TASK DESCRIPTION
Copy out, word for word, the lines of the records below from the line that contains "For every instance of the publisher" through the end of the records, including both ends.

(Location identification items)
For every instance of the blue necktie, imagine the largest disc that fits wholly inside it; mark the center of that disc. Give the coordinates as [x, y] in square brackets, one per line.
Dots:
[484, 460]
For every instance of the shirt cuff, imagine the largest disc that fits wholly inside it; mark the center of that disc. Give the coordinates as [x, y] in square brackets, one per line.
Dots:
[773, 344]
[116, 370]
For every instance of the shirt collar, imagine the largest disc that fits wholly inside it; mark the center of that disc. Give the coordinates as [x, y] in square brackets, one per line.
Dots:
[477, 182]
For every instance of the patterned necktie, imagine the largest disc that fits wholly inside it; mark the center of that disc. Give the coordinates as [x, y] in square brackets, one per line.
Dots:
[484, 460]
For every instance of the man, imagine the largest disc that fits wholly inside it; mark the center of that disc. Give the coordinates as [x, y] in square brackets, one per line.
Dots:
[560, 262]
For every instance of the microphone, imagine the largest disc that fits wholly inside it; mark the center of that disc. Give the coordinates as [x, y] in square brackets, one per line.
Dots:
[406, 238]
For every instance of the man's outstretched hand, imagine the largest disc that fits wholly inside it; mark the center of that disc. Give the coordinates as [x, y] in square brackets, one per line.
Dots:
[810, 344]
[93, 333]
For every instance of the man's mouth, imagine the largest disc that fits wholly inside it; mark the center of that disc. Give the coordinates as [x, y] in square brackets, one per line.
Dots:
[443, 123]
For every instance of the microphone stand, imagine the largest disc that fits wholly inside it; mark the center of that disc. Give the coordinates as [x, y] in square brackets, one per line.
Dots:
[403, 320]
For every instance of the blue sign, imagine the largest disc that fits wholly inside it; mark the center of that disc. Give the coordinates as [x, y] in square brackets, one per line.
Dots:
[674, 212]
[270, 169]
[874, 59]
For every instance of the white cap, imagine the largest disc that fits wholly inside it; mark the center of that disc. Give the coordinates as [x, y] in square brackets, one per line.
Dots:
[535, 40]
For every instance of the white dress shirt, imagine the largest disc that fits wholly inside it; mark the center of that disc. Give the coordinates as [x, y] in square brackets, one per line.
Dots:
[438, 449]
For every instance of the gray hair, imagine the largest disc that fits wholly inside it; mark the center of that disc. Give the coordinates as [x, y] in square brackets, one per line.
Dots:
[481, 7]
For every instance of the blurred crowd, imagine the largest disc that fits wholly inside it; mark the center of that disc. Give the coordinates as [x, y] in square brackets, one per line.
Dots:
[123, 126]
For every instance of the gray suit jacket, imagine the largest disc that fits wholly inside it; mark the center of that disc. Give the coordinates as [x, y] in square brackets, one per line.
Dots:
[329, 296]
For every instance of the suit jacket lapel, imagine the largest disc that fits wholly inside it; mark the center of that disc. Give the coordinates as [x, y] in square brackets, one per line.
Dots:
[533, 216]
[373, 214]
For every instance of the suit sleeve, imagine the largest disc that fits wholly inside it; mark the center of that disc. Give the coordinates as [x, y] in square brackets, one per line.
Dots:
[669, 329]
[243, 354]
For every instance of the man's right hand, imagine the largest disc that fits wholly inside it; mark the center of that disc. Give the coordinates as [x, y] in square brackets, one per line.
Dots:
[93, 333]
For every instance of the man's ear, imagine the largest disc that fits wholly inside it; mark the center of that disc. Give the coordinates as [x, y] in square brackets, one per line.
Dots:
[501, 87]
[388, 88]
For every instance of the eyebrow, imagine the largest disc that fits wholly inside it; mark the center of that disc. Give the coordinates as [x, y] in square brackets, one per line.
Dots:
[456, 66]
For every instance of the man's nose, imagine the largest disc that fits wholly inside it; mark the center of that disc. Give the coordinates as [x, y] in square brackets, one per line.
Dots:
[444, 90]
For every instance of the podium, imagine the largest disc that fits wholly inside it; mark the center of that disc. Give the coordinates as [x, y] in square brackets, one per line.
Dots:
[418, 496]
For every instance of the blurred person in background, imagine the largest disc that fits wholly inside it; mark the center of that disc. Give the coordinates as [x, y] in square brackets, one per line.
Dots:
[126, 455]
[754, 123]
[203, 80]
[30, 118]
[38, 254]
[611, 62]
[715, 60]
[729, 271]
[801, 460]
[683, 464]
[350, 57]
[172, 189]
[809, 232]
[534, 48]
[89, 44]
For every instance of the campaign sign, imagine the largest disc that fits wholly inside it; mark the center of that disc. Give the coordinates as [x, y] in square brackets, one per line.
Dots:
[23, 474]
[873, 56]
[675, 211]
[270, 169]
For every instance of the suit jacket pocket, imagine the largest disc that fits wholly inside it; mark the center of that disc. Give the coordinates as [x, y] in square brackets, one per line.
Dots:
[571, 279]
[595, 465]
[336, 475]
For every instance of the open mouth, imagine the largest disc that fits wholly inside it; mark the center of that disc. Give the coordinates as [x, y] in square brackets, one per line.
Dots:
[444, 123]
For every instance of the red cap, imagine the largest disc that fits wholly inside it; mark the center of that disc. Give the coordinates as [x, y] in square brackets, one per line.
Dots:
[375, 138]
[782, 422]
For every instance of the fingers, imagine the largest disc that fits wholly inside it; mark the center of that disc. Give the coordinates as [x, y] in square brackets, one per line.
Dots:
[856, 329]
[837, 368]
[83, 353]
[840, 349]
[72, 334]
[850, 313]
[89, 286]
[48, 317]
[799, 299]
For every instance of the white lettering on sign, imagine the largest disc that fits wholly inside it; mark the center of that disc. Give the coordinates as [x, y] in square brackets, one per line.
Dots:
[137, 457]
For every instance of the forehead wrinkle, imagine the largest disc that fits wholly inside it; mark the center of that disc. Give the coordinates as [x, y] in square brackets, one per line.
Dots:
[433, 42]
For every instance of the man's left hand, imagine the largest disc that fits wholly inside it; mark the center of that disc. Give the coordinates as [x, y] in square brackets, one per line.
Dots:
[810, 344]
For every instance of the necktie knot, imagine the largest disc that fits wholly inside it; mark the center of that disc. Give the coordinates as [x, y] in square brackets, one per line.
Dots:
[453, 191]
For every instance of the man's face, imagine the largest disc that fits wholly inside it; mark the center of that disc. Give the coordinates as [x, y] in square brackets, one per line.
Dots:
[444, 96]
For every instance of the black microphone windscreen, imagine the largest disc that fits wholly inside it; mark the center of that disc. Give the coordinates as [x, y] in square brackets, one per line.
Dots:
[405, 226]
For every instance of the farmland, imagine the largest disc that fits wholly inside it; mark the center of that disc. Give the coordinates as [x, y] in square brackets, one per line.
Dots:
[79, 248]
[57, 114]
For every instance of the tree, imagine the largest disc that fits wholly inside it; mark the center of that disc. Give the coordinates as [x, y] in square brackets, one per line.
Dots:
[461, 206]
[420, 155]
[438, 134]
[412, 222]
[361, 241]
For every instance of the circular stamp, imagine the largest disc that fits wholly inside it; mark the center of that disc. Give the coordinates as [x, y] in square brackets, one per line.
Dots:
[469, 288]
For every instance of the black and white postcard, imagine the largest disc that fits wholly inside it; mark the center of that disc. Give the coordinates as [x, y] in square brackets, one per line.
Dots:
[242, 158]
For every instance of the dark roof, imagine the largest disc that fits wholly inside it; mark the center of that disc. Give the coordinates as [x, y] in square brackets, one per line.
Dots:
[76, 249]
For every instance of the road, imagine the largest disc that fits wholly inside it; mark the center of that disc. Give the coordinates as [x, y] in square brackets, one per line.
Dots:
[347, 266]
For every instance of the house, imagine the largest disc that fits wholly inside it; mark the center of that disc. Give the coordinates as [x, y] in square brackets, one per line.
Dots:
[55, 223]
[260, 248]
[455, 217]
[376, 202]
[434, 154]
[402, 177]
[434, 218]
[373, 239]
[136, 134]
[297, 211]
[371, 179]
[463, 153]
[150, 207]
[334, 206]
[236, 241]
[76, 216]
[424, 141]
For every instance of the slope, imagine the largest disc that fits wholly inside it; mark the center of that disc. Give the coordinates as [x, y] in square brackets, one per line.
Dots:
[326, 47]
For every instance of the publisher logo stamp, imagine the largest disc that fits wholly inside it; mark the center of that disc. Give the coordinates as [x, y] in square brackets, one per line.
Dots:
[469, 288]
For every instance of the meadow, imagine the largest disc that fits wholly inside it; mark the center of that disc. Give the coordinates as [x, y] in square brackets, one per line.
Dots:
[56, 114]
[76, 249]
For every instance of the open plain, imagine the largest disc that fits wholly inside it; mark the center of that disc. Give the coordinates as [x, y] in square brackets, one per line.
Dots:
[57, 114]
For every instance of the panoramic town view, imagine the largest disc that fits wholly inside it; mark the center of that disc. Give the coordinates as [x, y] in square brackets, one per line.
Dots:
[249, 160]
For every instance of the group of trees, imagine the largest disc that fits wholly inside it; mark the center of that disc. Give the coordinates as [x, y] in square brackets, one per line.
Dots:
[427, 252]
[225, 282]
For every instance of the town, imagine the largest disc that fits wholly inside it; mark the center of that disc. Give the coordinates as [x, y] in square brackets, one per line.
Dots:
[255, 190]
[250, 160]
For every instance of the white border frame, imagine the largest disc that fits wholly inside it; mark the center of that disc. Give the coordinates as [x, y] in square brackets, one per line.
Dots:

FINAL ANSWER
For every instance of the publisher logo stamp, imagine the largest disc that fits wholly inside it; mark the center of that disc. Give the coordinates as [x, y] in square brackets, one per line.
Dots:
[469, 288]
For every instance of the meadow, imagine the largest disc that fits wholly inside it; mark the center of that disc. Give the coordinates as [x, y] in square brackets, one per line.
Dots:
[56, 114]
[76, 249]
For every instance of the open plain, imagine the largest disc that fits wholly inside it; mark the center of that disc. Give the coordinates as [x, y] in square brackets, one per line.
Dots:
[57, 114]
For every instance of the panoramic town view, imagine the largest disc that fits wholly inside it; mark the center of that disc. Give the coordinates as [x, y] in square brackets, one per line.
Dots:
[249, 160]
For every instance of the group of trees, imagine the largest disc that fits wholly inside it; mark the center of that disc. Give the coordinates as [x, y] in square brackets, one per line.
Dots:
[427, 252]
[225, 282]
For every instance of the town, imagine the largest disc that fits wholly inside it; mark the center of that disc. Give the coordinates as [x, y] in square brackets, one per line.
Dots:
[255, 190]
[250, 160]
For every instance of the white border frame, imagine the largest disc that fits wholly inside it; mark the center of that disc. Give the coordinates as [x, y] in square brackets, one per line.
Dots:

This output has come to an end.